**Exercise prompt:** Only the lines that hold the word "pump" are wanted from this listing.

**Material for the task:**
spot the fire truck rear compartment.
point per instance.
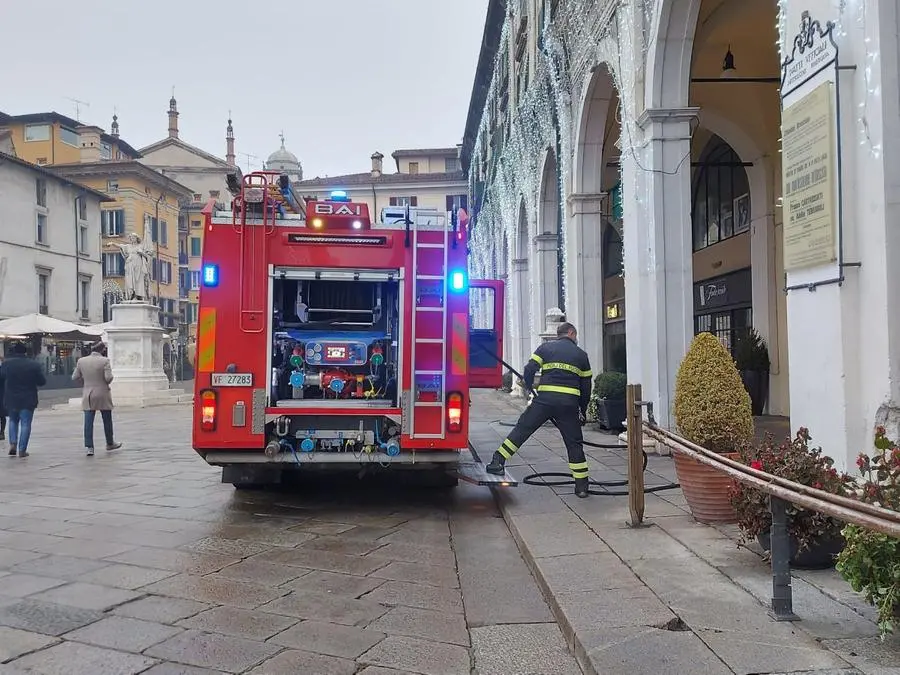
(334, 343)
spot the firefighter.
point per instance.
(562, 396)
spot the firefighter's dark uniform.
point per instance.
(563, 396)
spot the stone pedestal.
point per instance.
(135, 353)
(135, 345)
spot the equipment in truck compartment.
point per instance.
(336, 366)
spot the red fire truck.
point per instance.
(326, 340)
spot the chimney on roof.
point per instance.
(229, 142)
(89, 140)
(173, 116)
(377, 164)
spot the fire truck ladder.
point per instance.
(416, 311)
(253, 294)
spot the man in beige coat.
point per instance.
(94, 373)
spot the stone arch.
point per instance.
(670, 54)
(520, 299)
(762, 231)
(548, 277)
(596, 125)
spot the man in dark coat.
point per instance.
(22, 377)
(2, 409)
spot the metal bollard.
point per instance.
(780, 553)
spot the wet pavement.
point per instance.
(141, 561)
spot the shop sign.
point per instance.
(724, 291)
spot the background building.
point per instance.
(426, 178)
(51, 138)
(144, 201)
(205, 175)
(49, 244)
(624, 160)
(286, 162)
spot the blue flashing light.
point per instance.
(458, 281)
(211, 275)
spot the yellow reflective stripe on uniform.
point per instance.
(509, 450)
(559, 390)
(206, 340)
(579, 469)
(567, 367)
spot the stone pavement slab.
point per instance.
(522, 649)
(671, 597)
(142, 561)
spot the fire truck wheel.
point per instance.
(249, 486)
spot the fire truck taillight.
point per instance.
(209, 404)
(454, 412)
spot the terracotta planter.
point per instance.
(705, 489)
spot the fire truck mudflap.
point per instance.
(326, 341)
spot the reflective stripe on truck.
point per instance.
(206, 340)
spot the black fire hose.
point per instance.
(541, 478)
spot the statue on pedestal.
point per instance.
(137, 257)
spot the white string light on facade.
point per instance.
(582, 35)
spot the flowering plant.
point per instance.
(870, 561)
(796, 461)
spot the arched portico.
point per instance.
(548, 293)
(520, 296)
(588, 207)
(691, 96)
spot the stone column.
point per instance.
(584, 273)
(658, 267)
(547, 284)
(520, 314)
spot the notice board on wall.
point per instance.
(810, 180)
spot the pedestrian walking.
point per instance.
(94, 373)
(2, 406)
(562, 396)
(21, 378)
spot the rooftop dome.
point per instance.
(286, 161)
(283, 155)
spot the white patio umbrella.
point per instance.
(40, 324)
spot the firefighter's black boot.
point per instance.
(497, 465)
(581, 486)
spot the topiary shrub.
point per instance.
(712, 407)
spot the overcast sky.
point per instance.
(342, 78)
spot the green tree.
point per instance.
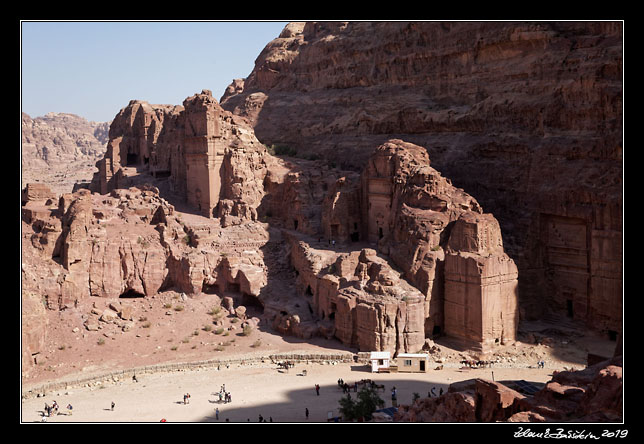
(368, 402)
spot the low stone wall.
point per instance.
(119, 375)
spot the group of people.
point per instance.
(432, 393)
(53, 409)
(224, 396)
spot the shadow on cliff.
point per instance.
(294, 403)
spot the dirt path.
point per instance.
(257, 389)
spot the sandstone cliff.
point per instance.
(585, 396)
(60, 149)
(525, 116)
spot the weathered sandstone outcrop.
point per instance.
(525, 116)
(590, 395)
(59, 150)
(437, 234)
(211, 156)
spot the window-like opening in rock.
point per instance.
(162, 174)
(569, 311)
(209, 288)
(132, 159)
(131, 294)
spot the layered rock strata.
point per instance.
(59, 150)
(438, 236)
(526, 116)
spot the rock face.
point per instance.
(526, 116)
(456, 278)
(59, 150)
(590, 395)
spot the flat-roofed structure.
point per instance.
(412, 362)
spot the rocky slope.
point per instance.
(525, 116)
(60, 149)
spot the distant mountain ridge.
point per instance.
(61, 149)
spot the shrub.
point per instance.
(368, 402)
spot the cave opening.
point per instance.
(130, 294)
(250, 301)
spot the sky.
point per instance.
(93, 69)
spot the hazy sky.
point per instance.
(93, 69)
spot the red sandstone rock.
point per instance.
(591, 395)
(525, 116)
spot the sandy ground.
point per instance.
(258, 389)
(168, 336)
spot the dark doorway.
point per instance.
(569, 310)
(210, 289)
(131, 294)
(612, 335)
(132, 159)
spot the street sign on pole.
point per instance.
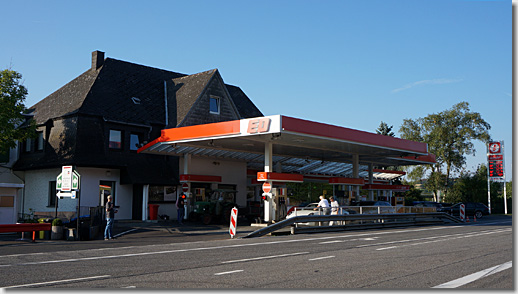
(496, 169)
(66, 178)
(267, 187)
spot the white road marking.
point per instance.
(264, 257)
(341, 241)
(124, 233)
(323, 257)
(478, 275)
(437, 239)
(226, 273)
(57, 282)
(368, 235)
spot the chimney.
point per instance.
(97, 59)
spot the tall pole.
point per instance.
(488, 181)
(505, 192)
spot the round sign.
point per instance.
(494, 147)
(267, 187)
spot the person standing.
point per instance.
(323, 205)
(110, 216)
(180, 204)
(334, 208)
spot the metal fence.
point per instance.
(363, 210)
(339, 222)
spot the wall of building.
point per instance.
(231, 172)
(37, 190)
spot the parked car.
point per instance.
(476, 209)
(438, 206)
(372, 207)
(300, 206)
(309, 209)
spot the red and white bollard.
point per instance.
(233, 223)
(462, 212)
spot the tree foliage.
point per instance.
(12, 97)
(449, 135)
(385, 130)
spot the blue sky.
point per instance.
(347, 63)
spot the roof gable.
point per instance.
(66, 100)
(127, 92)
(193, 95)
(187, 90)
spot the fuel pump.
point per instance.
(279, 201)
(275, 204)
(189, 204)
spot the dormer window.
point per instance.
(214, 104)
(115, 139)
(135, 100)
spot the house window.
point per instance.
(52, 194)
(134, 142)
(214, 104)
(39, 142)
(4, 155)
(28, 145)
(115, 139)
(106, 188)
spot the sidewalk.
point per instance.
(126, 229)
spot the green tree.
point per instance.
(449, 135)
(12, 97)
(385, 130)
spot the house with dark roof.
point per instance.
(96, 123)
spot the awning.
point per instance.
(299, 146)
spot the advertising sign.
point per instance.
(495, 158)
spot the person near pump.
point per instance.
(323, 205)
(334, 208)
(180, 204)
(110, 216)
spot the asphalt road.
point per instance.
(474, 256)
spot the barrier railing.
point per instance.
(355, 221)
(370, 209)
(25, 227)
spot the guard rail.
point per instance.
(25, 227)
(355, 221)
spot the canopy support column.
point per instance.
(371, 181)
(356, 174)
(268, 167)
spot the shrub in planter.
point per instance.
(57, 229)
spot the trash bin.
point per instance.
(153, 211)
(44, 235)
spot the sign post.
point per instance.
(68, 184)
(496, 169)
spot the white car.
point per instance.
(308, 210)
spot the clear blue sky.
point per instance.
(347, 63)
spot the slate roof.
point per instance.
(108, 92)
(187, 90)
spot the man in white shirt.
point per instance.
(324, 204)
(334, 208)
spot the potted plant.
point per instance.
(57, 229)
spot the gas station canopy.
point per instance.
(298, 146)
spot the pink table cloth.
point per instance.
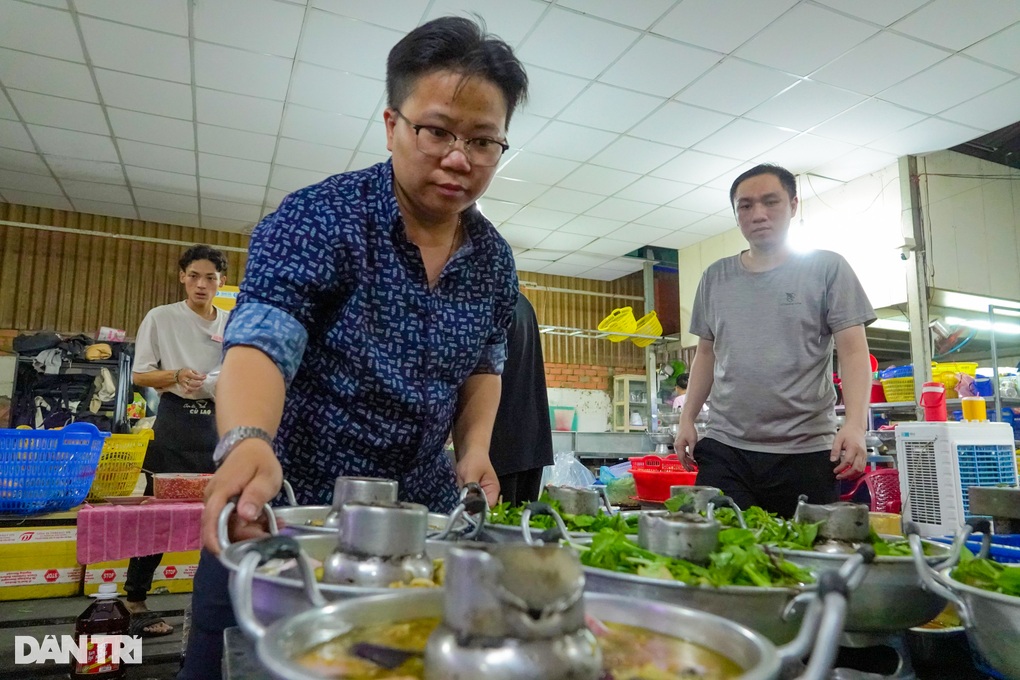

**Task output:**
spot the fuel pump.
spot the person near pump.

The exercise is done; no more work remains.